Set exercise => Find the line that contains "for every instance of the distant"; then retype it and each line after it, exactly, through the final line of the data below.

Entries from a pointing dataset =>
□ □ □ □

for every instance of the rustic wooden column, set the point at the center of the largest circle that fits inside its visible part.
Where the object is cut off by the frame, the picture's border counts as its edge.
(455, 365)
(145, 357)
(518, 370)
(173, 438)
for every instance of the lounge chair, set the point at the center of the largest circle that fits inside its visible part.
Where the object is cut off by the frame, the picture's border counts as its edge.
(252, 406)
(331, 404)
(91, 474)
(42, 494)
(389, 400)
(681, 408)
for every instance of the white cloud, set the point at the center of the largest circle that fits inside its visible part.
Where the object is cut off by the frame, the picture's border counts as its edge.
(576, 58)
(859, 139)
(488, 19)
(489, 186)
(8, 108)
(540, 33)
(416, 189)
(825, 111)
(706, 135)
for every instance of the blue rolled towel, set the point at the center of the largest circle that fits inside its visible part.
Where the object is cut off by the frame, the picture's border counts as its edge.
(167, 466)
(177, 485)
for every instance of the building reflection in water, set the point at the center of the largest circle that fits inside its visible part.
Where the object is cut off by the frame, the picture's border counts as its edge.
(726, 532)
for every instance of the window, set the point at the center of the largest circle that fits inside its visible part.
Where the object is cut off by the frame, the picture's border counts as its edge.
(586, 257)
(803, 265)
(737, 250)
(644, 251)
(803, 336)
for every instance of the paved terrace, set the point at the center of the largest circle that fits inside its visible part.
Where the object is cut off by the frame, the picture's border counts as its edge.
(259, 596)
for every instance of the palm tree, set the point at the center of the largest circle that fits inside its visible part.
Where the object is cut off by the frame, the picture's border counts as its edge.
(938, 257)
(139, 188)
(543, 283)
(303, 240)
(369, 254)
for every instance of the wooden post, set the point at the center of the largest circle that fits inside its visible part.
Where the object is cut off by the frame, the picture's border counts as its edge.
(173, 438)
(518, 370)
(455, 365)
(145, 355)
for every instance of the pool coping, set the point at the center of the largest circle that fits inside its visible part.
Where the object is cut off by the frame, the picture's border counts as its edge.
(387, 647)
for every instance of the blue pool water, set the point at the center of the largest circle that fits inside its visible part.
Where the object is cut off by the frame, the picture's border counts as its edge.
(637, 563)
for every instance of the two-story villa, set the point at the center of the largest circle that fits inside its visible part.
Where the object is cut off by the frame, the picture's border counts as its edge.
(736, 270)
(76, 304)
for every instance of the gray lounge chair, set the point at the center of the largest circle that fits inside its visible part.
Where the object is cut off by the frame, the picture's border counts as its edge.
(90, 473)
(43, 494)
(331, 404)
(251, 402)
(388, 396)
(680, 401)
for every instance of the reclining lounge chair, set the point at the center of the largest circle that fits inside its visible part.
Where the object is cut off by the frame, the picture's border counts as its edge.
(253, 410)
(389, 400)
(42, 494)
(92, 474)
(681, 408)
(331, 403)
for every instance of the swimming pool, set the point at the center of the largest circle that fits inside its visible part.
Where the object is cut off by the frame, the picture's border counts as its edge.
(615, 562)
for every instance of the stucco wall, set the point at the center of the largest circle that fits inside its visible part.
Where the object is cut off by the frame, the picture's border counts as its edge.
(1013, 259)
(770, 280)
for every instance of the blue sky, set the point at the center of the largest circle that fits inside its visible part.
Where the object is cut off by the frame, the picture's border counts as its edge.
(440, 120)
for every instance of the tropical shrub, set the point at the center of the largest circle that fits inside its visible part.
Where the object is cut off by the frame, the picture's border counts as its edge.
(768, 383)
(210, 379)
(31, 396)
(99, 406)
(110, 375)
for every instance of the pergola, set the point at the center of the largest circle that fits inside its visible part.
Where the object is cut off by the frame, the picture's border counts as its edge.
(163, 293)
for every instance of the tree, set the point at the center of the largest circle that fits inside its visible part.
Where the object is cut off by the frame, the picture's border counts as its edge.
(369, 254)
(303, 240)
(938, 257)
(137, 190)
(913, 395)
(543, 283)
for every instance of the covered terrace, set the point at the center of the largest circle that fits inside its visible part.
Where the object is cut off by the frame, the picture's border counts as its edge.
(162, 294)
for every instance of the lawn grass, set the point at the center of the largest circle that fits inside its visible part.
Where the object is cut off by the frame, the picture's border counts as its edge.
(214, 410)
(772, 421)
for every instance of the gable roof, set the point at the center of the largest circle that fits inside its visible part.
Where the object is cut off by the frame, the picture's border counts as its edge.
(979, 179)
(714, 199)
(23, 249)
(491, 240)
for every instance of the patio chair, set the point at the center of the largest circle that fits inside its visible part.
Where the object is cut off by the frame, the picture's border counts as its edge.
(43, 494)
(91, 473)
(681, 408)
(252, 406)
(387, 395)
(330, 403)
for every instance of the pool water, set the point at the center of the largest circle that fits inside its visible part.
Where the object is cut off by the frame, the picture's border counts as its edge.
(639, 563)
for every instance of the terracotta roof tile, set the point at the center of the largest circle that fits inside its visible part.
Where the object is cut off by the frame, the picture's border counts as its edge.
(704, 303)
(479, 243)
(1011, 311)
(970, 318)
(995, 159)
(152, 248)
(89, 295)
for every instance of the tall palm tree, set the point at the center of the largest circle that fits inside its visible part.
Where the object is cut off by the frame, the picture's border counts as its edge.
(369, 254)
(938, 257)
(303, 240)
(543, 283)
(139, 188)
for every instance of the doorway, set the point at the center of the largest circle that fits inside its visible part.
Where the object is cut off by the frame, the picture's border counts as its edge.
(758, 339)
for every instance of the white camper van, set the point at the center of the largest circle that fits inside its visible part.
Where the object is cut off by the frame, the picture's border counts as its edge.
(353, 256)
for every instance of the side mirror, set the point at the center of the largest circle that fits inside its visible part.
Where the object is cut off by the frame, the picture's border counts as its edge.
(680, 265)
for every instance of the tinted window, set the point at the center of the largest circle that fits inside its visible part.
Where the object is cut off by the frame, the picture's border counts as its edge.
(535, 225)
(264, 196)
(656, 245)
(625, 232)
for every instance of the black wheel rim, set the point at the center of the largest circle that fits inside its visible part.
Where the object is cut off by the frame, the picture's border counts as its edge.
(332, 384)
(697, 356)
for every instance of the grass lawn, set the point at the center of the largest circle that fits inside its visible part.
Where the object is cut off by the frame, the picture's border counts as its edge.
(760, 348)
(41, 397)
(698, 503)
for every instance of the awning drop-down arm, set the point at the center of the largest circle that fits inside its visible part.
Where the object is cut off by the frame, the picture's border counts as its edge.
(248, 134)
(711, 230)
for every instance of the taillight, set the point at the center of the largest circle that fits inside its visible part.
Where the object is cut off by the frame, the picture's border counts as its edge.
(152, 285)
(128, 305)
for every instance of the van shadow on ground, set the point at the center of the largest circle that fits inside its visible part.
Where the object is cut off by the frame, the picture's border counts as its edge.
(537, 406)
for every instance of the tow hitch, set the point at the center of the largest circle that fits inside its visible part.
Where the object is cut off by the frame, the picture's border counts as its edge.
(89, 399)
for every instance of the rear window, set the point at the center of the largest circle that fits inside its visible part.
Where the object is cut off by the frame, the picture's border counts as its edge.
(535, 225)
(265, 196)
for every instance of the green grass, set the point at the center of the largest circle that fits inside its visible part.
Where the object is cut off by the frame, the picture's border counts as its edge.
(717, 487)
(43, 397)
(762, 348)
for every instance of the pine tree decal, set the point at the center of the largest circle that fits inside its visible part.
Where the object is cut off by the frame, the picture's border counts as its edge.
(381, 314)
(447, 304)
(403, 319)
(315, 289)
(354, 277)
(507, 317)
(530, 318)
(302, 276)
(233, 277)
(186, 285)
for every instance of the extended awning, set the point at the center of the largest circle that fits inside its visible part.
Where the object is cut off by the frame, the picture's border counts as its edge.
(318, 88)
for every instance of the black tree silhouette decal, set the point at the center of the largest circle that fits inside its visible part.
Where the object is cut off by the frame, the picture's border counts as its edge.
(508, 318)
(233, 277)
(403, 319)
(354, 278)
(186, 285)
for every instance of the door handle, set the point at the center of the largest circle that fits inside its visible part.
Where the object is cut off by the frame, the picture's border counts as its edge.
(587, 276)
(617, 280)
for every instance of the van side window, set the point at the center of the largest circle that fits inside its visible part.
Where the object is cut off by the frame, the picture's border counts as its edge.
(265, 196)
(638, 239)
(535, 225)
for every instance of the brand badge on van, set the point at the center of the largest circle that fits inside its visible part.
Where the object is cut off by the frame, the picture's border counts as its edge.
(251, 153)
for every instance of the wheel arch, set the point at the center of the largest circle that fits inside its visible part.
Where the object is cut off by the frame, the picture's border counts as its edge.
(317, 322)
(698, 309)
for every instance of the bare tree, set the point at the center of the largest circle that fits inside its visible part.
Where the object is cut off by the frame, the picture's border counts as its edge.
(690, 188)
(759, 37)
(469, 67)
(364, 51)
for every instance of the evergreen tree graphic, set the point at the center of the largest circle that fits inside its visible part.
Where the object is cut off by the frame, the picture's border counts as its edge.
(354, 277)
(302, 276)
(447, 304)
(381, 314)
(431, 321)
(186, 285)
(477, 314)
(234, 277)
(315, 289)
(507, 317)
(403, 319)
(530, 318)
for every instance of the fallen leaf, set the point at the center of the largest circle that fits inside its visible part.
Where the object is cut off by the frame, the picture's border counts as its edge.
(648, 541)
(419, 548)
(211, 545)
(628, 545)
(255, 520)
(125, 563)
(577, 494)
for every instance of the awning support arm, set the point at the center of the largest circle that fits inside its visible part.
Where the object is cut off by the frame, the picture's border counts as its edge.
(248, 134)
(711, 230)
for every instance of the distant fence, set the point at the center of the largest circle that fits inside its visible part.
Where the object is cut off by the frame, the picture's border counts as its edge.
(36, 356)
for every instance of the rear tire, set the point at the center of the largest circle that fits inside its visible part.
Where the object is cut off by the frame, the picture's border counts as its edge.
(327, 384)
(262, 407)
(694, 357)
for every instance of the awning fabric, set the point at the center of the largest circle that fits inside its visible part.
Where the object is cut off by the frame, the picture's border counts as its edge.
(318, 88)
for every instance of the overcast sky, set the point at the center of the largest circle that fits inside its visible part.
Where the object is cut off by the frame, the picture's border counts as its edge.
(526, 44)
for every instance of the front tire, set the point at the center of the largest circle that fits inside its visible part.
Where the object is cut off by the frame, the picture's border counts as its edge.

□ □ □ □

Answer to this exercise =>
for every instance of the distant fence, set the point at the center of the largest circle that fits inside its visible part.
Where the object is cut off by the frame, the picture's border counts as its edge.
(36, 356)
for every instance of the rear tire, set the point at the center of the largest circle that fits inside its visible part.
Where the object is cut off by the frame, the picture's border counts as its edge.
(327, 384)
(262, 407)
(694, 357)
for every instance of the awning fabric, set the point at the center of the largest circle that fits inside its visible part.
Where the object is cut off by the frame, the picture's border counts as its edge.
(318, 88)
for every instance of the overcast sky, set the point at the center of the largest circle that fits inside its visible part.
Where the object is cut off by the frame, the picture's border counts as its edge.
(526, 44)
for every instance of the front tire, set the point at the center of the largest circle that fits inside its visible part.
Where the object is cut off by the frame, the picture's border counts as its edge.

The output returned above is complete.